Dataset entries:
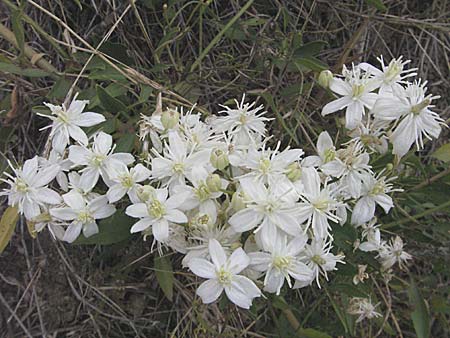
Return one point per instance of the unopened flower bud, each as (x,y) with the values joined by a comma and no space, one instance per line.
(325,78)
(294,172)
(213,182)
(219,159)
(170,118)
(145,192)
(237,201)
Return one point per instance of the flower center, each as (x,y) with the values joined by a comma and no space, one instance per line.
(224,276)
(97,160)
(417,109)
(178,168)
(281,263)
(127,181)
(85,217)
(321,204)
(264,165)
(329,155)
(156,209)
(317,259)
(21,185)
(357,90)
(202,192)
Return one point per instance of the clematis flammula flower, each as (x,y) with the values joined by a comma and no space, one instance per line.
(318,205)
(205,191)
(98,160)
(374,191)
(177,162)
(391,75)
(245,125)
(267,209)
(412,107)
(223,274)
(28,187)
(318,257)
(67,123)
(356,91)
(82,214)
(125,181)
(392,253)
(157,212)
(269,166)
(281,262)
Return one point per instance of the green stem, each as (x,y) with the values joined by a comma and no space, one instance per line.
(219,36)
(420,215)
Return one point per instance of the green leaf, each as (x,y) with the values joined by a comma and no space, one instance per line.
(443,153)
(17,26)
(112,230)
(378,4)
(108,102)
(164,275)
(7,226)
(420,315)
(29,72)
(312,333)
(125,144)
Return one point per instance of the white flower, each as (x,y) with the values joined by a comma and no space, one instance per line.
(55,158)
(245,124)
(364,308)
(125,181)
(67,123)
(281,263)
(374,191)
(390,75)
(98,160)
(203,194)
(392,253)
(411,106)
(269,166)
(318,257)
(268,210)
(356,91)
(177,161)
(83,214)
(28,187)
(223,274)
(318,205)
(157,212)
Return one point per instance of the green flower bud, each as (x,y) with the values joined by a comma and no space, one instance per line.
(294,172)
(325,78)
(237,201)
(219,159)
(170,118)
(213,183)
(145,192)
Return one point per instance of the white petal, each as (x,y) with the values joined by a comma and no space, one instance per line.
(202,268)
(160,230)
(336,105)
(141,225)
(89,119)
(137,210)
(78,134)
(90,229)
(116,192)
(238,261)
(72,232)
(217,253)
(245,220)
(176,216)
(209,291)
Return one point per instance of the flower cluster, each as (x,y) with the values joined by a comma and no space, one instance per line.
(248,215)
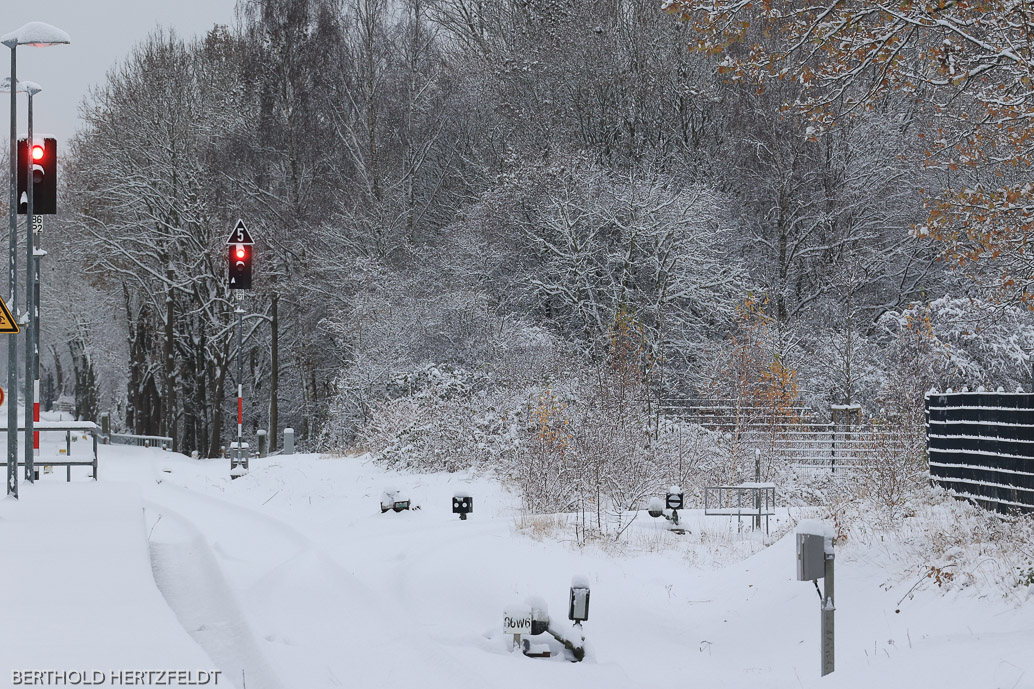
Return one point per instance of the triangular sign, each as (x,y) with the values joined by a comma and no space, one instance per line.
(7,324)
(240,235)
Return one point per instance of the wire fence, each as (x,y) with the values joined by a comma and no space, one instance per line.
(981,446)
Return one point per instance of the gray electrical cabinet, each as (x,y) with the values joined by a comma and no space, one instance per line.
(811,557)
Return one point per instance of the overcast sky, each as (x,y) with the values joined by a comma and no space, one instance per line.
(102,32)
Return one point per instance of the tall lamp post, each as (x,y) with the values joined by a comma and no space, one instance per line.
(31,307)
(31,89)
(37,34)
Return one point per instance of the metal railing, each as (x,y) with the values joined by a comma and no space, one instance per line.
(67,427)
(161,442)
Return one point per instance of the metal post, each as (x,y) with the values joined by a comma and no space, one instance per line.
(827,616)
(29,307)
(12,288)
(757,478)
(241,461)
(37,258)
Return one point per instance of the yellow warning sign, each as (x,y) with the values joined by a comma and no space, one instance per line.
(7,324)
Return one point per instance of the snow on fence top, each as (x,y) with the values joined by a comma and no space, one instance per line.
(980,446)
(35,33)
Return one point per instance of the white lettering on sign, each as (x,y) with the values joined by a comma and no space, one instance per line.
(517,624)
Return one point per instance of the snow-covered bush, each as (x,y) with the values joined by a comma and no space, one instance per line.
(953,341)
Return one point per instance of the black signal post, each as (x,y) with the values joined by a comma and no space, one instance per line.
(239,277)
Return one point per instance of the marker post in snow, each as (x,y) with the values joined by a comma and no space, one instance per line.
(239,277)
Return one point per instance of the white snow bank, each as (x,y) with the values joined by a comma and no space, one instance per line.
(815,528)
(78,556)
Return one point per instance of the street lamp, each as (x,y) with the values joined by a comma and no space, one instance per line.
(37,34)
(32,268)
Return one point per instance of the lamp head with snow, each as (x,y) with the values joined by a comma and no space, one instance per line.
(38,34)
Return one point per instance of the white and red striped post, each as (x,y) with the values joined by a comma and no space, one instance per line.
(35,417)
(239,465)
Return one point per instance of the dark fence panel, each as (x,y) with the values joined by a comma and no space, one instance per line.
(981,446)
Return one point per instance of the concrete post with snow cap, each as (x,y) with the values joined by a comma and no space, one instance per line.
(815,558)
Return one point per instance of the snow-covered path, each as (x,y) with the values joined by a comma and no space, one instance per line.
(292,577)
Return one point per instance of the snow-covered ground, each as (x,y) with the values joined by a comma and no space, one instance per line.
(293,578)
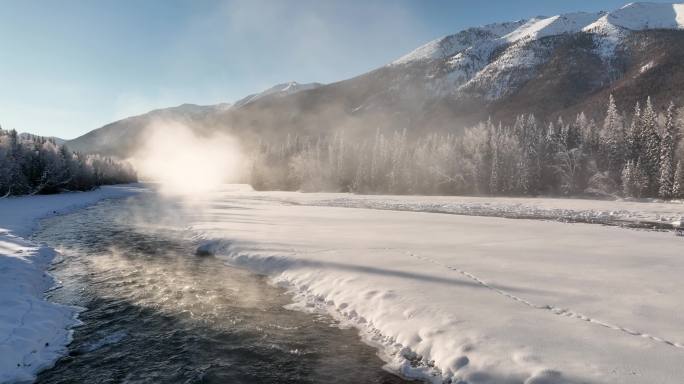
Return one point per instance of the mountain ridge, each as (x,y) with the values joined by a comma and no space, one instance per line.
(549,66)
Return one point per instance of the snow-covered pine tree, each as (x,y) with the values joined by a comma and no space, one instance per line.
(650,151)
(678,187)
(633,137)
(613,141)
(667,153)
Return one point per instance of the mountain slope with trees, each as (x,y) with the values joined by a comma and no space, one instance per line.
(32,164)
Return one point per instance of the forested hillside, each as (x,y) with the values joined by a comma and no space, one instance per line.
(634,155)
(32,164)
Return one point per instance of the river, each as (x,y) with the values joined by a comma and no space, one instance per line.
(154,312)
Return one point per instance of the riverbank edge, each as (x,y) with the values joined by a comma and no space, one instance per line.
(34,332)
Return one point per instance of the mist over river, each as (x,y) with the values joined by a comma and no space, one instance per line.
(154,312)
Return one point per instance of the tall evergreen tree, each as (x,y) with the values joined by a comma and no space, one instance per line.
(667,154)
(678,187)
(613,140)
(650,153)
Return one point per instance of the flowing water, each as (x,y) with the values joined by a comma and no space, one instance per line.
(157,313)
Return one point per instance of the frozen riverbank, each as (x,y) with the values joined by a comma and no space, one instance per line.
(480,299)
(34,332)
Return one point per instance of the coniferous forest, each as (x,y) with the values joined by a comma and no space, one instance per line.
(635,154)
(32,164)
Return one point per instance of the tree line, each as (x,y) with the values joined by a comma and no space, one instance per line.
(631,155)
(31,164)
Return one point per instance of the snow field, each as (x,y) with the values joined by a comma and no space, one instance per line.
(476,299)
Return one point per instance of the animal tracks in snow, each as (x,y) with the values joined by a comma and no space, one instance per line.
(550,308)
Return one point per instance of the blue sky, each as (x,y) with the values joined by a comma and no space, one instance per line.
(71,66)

* Task to complete *
Exactly reproduce the lines that run from the line with "Return one point per instance of the animal" through the last line of the records, inclusive.

* Solution for this exercise *
Return one point per instance of the animal tracks in snow, each as (x,y) with the values joined by a comma and no space, one instance per line.
(550,308)
Return one point per instance of the blue sky, each as (x,y) with the values joined by a comma and no space, one instance per line.
(71,66)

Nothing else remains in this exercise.